Texte à lire:
---*---

Ordonnance nº 006 de 2009

En 2004, la Cour constitutionnelle colombienne a statué sur l’affaire T-025, déclarant un état d’inconstitutionnalité concernant la situation de millions de personnes déplacées à l’intérieur du pays (PDI) en raison du conflit armé. Cet état d’inconstitutionnalité découlait des violations massives des droits humains associées aux défaillances systémiques de l’État en matière de protection des personnes déplacées à l’intérieur de leur pays. Afin d’y mettre un terme, la Cour a mis en place une structure de suivi qui comprenait de deux types de procédures : (1) des procédures spéciales afin d’évaluer les progrès réalisés par divers organismes publics, dans le cadre desquelles ces derniers étaient tenus de présenter périodiquement des rapports sur les modalités de mise en œuvre des injonctions de la Cour ; et (2) des autos de seguimiento (ordonnances de suivi), documents écrits supplémentaires émis par la Cour qui complétaient et précisaient les injonctions de la Cour dans l’affaire T-025, en mettant l’accent sur les groupes de personnes les plus vulnérables et affectées de manière disproportionnée par le conflit armé interne. La décision Auto 006 de 2009 est l’une de ces ordonnances, abordant de manière spécifique la situation des personnes en situation de handicap.

---*---

Objectif:
En vous appuyant sur le texte consacré à l'ordonnance nº 006 de 2009, répondez aux questions suivantes.
(a) En quelle année la Cour constitutionnelle colombienne a-t-elle statué sur l'affaire T-025 ?
(b) Que les organismes publics étaient-ils tenus de présenter périodiquement dans le cadre des procédures spéciales ?
(c) Quelle situation la décision Auto 006 de 2009 aborde-t-elle de manière spécifique ?

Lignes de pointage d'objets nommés
---*---

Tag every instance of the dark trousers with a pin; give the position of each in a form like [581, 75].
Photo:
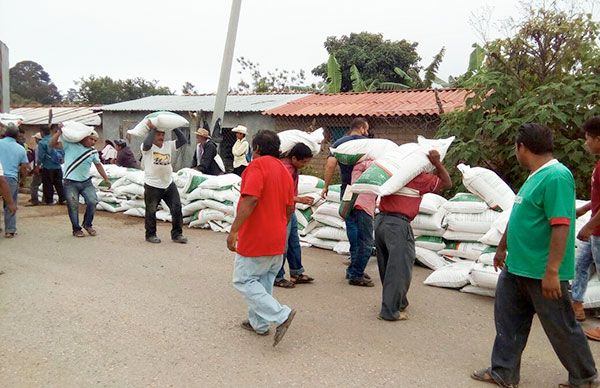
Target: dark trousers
[517, 300]
[52, 180]
[395, 244]
[36, 182]
[152, 197]
[359, 228]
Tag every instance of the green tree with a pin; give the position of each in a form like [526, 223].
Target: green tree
[104, 90]
[548, 73]
[29, 82]
[372, 55]
[255, 80]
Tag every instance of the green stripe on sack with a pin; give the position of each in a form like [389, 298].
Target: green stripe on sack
[465, 197]
[349, 159]
[374, 175]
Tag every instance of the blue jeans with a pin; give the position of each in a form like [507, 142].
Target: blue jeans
[359, 228]
[10, 220]
[72, 191]
[293, 252]
[518, 299]
[587, 254]
[254, 277]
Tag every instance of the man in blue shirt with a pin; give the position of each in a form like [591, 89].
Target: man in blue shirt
[13, 158]
[357, 221]
[77, 179]
[49, 160]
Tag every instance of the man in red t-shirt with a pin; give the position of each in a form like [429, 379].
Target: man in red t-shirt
[258, 235]
[395, 241]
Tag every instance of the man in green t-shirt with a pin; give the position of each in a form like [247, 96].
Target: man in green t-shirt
[540, 241]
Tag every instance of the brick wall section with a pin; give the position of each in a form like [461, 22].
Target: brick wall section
[398, 129]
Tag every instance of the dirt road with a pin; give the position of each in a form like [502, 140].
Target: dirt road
[113, 310]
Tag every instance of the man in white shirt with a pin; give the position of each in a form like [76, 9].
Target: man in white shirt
[157, 157]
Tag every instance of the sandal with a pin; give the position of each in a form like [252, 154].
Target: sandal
[301, 279]
[284, 283]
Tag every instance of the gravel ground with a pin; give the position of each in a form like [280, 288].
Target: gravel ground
[113, 310]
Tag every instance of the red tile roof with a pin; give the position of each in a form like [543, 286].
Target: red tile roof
[374, 104]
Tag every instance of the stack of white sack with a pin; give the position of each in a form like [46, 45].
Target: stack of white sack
[320, 225]
[291, 137]
[163, 121]
[212, 201]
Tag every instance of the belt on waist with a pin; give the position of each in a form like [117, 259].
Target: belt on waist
[399, 215]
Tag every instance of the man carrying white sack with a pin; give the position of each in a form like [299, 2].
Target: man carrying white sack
[157, 157]
[540, 241]
[395, 241]
[77, 180]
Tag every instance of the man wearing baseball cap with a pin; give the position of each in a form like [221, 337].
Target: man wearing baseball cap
[206, 152]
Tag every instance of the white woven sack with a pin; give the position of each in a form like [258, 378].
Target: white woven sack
[289, 138]
[473, 223]
[74, 132]
[224, 181]
[471, 289]
[465, 203]
[163, 121]
[453, 275]
[465, 250]
[394, 170]
[342, 248]
[483, 276]
[336, 222]
[429, 221]
[330, 233]
[192, 208]
[492, 237]
[453, 235]
[430, 242]
[431, 203]
[434, 233]
[309, 184]
[329, 209]
[487, 185]
[430, 259]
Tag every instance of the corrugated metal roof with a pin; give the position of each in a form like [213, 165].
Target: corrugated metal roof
[374, 104]
[39, 116]
[206, 103]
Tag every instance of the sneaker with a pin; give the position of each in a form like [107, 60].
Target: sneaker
[579, 311]
[247, 326]
[180, 239]
[362, 282]
[282, 329]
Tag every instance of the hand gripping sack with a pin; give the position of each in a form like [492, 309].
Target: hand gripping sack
[394, 170]
[163, 121]
[487, 185]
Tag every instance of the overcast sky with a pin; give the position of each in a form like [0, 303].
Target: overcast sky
[177, 41]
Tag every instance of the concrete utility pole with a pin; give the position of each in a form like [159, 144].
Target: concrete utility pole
[223, 89]
[4, 80]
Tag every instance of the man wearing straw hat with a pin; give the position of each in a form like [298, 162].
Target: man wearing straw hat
[205, 157]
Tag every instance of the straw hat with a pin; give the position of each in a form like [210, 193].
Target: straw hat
[240, 129]
[202, 132]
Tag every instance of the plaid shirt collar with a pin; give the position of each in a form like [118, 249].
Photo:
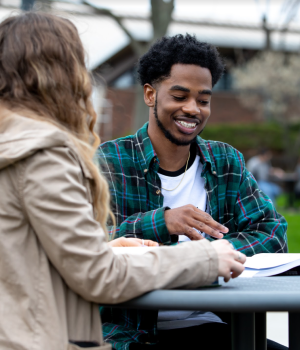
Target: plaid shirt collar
[146, 153]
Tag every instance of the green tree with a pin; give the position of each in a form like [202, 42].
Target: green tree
[269, 84]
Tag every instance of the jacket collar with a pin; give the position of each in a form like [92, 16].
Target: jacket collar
[146, 152]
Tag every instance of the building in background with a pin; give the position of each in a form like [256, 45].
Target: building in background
[110, 30]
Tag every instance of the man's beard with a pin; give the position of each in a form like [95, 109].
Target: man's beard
[167, 133]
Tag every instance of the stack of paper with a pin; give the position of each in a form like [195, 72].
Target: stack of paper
[263, 265]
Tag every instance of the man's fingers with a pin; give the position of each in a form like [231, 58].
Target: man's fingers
[150, 243]
[237, 268]
[204, 228]
[205, 218]
[192, 234]
[240, 257]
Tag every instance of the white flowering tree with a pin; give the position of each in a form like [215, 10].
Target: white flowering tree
[269, 84]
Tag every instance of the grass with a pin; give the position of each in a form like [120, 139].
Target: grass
[292, 217]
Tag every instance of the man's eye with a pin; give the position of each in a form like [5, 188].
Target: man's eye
[178, 98]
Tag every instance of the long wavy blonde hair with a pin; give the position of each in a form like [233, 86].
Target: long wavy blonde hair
[42, 69]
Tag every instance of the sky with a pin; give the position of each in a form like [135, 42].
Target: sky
[102, 37]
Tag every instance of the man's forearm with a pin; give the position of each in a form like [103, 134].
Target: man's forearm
[149, 225]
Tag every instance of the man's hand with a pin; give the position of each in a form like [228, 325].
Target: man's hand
[183, 220]
[230, 261]
[132, 242]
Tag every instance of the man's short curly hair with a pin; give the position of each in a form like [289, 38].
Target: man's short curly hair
[155, 65]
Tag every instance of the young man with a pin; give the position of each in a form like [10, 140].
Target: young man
[168, 184]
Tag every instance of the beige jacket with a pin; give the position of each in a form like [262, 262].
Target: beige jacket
[55, 264]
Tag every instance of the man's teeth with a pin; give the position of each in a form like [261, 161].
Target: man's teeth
[187, 125]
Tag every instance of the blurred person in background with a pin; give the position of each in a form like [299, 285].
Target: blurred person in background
[297, 185]
[261, 168]
[55, 262]
[168, 184]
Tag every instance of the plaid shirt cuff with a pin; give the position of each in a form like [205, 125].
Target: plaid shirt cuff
[154, 226]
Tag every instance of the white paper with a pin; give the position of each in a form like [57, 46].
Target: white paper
[248, 273]
[269, 260]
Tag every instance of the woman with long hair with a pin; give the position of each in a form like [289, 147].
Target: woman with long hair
[55, 262]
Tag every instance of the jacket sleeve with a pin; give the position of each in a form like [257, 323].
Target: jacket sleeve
[148, 225]
[56, 203]
[260, 229]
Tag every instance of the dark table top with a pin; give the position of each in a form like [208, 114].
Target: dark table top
[238, 295]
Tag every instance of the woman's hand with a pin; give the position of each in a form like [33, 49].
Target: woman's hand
[132, 242]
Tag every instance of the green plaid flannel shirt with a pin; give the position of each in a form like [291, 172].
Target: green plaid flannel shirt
[130, 165]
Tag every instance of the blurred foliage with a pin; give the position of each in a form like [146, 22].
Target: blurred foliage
[293, 232]
[270, 85]
[253, 136]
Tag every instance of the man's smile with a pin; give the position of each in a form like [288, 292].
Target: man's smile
[187, 126]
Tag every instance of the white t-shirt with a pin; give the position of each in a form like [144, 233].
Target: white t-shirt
[190, 191]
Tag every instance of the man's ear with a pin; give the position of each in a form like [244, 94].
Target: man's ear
[149, 95]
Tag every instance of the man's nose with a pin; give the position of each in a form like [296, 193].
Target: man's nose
[191, 107]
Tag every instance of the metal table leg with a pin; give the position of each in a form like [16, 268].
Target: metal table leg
[242, 331]
[260, 331]
[294, 331]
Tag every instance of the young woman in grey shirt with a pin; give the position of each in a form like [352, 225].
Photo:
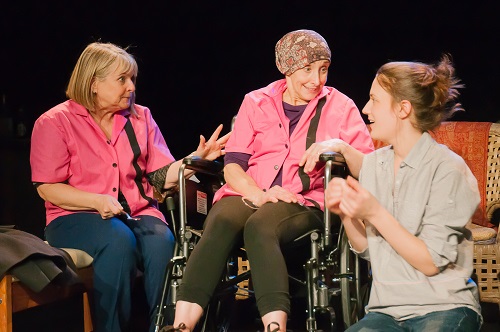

---*---

Corrigé de l'exercice:
(a) En 2004.
(b) Des rapports sur les modalités de mise en œuvre des injonctions de la Cour.
(c) La situation des personnes en situation de handicap.